§ **Activity**
Looking at the entries below, state how many lines contain the word "slate". Give the number alone.

§ **Exercise material**
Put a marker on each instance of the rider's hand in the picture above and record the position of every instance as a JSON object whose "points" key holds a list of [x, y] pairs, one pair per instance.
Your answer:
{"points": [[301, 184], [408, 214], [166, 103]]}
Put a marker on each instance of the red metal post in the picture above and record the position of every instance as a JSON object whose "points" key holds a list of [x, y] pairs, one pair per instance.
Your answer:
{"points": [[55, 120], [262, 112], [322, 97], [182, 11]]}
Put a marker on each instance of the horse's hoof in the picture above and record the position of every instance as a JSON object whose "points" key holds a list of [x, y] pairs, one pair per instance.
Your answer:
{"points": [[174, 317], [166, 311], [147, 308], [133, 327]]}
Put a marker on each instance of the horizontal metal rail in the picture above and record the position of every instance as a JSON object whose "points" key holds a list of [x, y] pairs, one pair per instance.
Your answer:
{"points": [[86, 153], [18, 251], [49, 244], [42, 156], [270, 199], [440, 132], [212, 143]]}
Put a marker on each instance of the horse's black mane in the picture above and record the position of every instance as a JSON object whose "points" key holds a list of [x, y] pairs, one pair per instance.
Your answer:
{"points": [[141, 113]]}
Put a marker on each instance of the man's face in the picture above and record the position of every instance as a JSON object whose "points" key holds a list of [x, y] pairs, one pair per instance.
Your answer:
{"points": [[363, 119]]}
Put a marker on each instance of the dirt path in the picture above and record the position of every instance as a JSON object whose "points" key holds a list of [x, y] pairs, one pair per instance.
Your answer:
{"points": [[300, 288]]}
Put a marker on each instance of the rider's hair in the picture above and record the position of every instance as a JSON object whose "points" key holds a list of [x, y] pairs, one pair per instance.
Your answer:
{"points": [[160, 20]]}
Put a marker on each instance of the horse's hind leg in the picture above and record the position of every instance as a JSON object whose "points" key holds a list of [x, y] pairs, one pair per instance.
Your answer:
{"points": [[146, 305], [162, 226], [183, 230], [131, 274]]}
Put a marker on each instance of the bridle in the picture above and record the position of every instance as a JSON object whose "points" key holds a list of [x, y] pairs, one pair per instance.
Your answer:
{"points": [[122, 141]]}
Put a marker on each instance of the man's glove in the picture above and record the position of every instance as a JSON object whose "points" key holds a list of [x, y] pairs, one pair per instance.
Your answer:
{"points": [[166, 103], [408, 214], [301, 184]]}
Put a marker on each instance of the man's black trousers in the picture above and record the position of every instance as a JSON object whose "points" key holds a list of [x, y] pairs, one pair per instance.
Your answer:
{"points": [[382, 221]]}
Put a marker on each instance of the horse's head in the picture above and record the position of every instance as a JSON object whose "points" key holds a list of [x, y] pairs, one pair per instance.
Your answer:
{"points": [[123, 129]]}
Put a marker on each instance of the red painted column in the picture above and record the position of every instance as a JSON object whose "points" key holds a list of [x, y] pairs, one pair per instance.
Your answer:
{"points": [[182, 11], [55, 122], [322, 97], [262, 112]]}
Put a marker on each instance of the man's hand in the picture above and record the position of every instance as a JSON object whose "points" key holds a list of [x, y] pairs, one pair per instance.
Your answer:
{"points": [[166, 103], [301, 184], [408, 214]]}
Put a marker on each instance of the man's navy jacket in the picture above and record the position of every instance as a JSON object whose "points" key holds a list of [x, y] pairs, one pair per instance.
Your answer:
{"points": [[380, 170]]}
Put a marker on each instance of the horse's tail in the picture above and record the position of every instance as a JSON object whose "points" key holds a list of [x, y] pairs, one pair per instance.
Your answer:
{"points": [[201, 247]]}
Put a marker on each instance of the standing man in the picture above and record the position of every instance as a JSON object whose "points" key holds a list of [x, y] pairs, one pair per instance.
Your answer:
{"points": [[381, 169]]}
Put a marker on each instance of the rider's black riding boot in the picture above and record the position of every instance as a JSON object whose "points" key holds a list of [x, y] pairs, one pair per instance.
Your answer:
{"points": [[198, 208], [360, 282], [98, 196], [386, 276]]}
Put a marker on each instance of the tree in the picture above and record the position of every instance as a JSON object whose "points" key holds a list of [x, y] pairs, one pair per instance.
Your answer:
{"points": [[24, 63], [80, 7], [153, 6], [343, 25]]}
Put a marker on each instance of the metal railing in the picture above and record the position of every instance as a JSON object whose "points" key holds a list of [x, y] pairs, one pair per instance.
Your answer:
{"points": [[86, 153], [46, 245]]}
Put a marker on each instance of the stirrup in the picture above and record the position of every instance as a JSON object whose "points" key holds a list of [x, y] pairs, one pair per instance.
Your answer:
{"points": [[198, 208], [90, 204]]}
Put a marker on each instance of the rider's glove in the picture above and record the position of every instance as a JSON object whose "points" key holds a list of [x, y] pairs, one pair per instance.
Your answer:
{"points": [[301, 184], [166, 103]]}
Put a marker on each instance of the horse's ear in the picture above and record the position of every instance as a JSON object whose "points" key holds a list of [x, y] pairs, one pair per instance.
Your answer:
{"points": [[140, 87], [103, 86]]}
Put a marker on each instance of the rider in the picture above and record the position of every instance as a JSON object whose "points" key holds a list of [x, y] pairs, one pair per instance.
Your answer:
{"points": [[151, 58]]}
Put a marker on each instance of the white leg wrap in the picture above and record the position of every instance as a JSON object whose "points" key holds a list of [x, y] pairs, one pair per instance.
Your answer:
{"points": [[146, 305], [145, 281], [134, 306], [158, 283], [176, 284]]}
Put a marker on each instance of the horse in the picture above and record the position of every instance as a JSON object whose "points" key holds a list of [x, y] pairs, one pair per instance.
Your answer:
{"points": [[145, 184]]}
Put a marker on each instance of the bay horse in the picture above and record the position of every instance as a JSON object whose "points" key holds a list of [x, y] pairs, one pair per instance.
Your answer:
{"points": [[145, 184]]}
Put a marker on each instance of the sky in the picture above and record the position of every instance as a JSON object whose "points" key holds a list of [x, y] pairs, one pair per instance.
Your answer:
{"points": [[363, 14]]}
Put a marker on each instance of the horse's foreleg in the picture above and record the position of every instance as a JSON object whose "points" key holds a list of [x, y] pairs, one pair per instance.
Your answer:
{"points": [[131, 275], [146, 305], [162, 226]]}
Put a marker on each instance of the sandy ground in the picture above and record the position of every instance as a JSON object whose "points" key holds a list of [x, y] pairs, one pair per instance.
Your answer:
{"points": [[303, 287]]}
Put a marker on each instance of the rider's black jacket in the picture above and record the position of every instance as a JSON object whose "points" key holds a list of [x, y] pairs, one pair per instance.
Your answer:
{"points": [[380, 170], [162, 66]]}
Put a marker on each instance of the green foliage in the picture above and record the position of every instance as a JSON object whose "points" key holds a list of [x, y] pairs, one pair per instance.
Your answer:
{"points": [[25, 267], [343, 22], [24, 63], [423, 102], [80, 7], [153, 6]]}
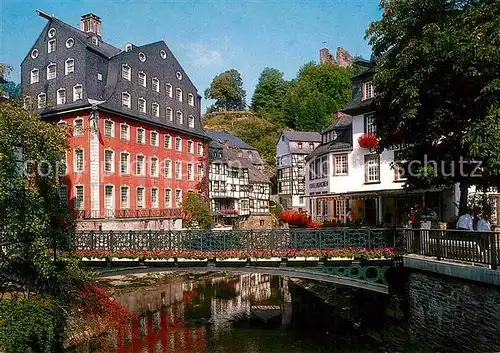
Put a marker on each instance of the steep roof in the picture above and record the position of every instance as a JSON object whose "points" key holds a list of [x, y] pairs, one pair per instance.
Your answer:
{"points": [[304, 136], [226, 137]]}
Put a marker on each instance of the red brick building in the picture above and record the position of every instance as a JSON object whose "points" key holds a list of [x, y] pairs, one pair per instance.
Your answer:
{"points": [[137, 144]]}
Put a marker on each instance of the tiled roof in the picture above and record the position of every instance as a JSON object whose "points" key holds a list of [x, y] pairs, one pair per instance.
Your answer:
{"points": [[302, 136]]}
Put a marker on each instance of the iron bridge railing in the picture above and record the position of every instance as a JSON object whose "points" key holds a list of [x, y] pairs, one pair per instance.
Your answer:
{"points": [[272, 239]]}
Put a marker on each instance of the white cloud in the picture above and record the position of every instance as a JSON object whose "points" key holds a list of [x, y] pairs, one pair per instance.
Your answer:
{"points": [[201, 55]]}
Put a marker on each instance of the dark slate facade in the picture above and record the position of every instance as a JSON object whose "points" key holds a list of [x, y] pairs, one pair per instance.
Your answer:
{"points": [[98, 68]]}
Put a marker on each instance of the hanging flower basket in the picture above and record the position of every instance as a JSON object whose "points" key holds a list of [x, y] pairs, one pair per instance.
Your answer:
{"points": [[368, 141]]}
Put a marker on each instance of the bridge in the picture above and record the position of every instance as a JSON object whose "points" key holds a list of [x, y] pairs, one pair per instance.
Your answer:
{"points": [[358, 257]]}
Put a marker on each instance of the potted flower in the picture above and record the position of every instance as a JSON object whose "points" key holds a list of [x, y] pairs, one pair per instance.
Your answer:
{"points": [[368, 141]]}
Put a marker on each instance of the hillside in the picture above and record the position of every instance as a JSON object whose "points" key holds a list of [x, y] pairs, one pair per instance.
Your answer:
{"points": [[249, 127]]}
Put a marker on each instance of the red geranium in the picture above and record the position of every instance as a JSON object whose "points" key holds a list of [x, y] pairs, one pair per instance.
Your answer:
{"points": [[368, 141]]}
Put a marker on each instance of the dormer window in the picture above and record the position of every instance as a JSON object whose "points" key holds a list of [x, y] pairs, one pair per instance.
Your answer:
{"points": [[51, 46], [69, 66], [368, 91], [126, 72], [35, 76], [141, 105], [51, 71], [141, 79], [125, 100], [155, 84]]}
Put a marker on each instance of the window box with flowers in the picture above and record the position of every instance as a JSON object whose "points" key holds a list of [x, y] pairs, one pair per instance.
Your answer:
{"points": [[368, 141]]}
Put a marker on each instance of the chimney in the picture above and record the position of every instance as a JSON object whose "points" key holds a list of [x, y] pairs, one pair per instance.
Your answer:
{"points": [[325, 56], [344, 59], [91, 23]]}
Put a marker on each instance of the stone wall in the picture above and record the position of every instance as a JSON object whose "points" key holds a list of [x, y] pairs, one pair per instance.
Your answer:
{"points": [[129, 224], [453, 314]]}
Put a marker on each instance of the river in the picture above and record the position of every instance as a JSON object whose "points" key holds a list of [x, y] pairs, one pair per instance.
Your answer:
{"points": [[213, 313]]}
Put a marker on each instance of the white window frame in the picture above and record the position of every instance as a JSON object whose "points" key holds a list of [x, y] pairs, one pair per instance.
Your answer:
{"points": [[143, 165], [154, 173], [127, 165], [179, 117], [76, 132], [155, 109], [112, 169], [51, 46], [154, 204], [368, 90], [178, 147], [141, 99], [178, 200], [168, 203], [61, 99], [143, 203], [112, 127], [42, 103], [34, 76], [126, 100], [127, 75], [167, 137], [75, 92], [141, 132], [54, 74], [69, 69], [155, 84], [178, 170], [127, 137], [167, 168], [154, 141], [75, 164], [141, 79], [127, 202], [81, 206]]}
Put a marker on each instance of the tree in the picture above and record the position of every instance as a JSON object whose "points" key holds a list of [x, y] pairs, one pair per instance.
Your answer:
{"points": [[316, 93], [39, 290], [227, 90], [269, 93], [196, 211], [438, 89]]}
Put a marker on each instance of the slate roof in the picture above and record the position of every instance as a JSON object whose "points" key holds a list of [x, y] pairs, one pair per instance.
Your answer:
{"points": [[226, 137], [302, 136]]}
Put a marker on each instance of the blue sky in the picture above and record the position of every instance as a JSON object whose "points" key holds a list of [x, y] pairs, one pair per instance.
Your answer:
{"points": [[207, 37]]}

§ **The completed task**
2